◆ **Excerpted text**:
▼
Upper gastrointestinal tract disorders are one of the most commonly encountered problems in clinical practice. A variety of disorders can affect the upper GIT. The definitive diagnosis of upper gastrointestinal disorders rests on the histopathological confirmation and is one of the bases for planning proper treatment.
Aims and objectives: To determine the spectrum of histopathological lesions of upper gastrointestinal tract and to establish endoscopic biopsies as an effective tool in the proper diagnosis and management of various upper gastrointestinal tract lesions.
Materials and Methods: A prospective study was conducted on the upper GIT endoscopic biopsies and the histopathological assessment was done at the department of pathology, Subbaiah institute of medical sciences, Shimoga from July 2016 to July 2017.
Results: A total of 144 cases were taken and 163 endoscopic biopsies were studied. There were 88 male patient and 56 female patients. An age range of 9‐88years was observed. There were 30 (18.4%) cases from esophagus, 05(3.06%) cases from GE junction, 93(57.05%) cases from stomach, 1 case (0.61) from neo stomach (GJstoma) and 34(20.85%) cases from duodenum. 100(61.34%) cases were non-neoplastic, 33(20.24%) cases were benign neoplasms while 30(18.40%) were malignant neoplasms. Histopathology revealed gastritis 63cases (63%) as the most frequently diagnosed inflammatory lesion while squamous cell carcinoma of esophagus, 19 cases (63.33%) comprised the most frequently diagnosed malignant lesion.
Conclusion: In our study, the commonest site for upper GI endoscopic biopsy was from the stomach (57%) with 69.89% non neoplastic and 31.18% neoplastic lesions. Most common neoplasm of the stomach was adenocarcinoma. Endoscopy generates biopsy specimens from sites that were previously inaccessible without a major resection. So a thorough knowledge of the spectrum of lesions that can be diagnosed in these specimens is pertinent to make a proper diagnosis for better patient management.
▲
◆ **Dataset records**:
▼
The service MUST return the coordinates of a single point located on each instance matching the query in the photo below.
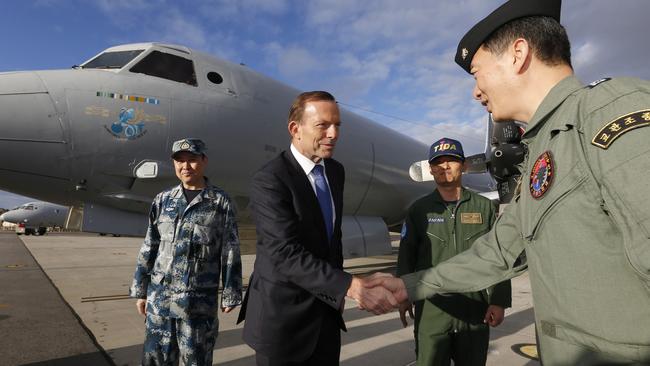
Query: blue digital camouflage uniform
(186, 249)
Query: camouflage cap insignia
(541, 176)
(619, 126)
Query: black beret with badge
(192, 145)
(511, 10)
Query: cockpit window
(167, 66)
(112, 60)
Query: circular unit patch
(541, 176)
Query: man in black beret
(580, 220)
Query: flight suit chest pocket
(436, 231)
(563, 178)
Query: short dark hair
(545, 35)
(298, 106)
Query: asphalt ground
(37, 326)
(93, 274)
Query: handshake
(379, 293)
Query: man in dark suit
(296, 293)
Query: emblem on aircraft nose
(129, 126)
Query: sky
(389, 60)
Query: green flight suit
(449, 326)
(585, 237)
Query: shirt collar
(305, 163)
(553, 99)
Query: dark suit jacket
(298, 282)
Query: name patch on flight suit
(541, 176)
(471, 218)
(619, 126)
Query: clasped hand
(379, 293)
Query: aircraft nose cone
(31, 131)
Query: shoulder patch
(619, 126)
(594, 83)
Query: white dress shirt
(307, 165)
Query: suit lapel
(303, 188)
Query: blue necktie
(324, 199)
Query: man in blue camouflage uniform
(191, 240)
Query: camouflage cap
(191, 145)
(511, 10)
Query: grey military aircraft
(35, 217)
(97, 137)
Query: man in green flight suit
(580, 222)
(438, 226)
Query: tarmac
(64, 301)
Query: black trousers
(326, 353)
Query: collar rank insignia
(619, 126)
(541, 176)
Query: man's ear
(293, 127)
(521, 55)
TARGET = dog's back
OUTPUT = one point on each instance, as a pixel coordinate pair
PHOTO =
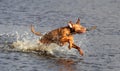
(54, 36)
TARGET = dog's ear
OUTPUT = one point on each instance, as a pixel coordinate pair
(78, 21)
(70, 24)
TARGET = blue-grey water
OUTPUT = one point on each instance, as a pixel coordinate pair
(101, 46)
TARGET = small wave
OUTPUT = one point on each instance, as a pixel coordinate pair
(26, 42)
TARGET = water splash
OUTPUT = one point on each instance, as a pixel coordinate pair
(27, 42)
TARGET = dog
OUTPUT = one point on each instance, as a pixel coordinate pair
(63, 35)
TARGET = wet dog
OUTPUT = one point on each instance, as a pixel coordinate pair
(63, 35)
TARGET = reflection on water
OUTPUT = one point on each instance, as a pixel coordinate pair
(65, 64)
(101, 46)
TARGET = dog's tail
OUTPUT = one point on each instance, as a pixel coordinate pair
(33, 31)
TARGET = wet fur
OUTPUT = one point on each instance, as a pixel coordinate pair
(63, 35)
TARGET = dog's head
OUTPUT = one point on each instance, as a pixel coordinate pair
(77, 27)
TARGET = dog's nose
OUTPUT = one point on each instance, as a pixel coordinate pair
(84, 30)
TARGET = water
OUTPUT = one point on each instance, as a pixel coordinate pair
(101, 46)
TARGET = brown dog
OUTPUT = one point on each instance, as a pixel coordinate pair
(63, 35)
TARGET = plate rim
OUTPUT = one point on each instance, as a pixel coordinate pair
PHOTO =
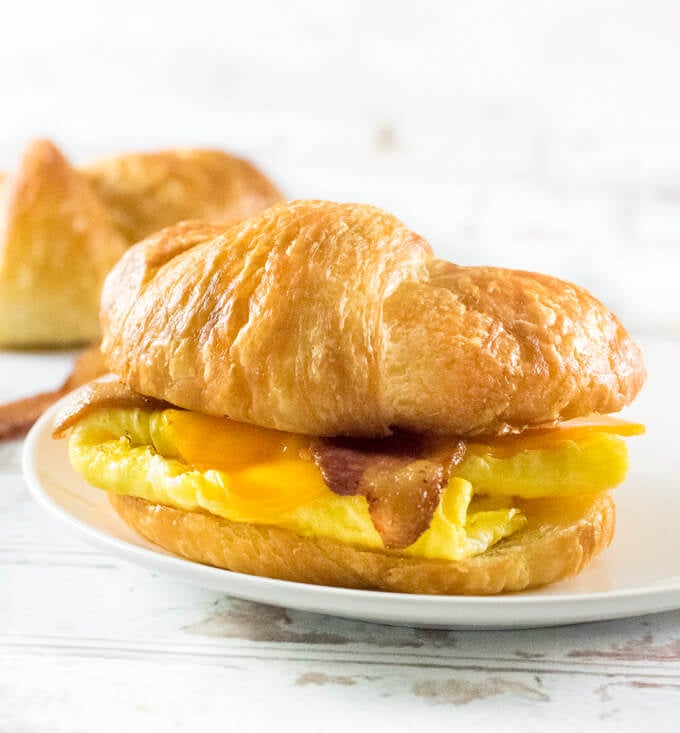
(577, 607)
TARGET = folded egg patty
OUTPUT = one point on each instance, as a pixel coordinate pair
(245, 473)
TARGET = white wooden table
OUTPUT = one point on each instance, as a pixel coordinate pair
(90, 644)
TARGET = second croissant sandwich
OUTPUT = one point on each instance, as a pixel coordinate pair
(311, 395)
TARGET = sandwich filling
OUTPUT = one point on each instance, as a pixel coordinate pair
(408, 494)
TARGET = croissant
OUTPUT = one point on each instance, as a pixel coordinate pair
(311, 395)
(57, 243)
(336, 319)
(64, 228)
(148, 191)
▲
◆ **Exercise instructions**:
[1] Answer these questions from the biopsy study text:
(a) Where was the histopathological assessment carried out?
(b) How many endoscopic biopsies were studied?
(c) What was the most common neoplasm of the stomach?
[2] Reproduce the passage of the biopsy study text between "Aims and objectives: To" and "to July 2017.", inclusive.
[3] Summarize the biopsy study text in two sentences.
The records bear no relation to the biopsy study text.

◆ **Responses by task**:
[1]
(a) At the department of pathology, Subbaiah institute of medical sciences, Shimoga.
(b) 163.
(c) Adenocarcinoma.

[2]
Aims and objectives: To determine the spectrum of histopathological lesions of upper gastrointestinal tract and to establish endoscopic biopsies as an effective tool in the proper diagnosis and management of various upper gastrointestinal tract lesions.
Materials and Methods: A prospective study was conducted on the upper GIT endoscopic biopsies and the histopathological assessment was done at the department of pathology, Subbaiah institute of medical sciences, Shimoga from July 2016 to July 2017.

[3] A prospective study at the department of pathology, Subbaiah institute of medical sciences, Shimoga, examined 163 upper gastrointestinal endoscopic biopsies from 144 cases to determine the spectrum of histopathological lesions. The stomach was the commonest biopsy site, most cases were non-neoplastic, gastritis was the most frequent inflammatory lesion, and squamous cell carcinoma of esophagus was the most frequent malignant lesion.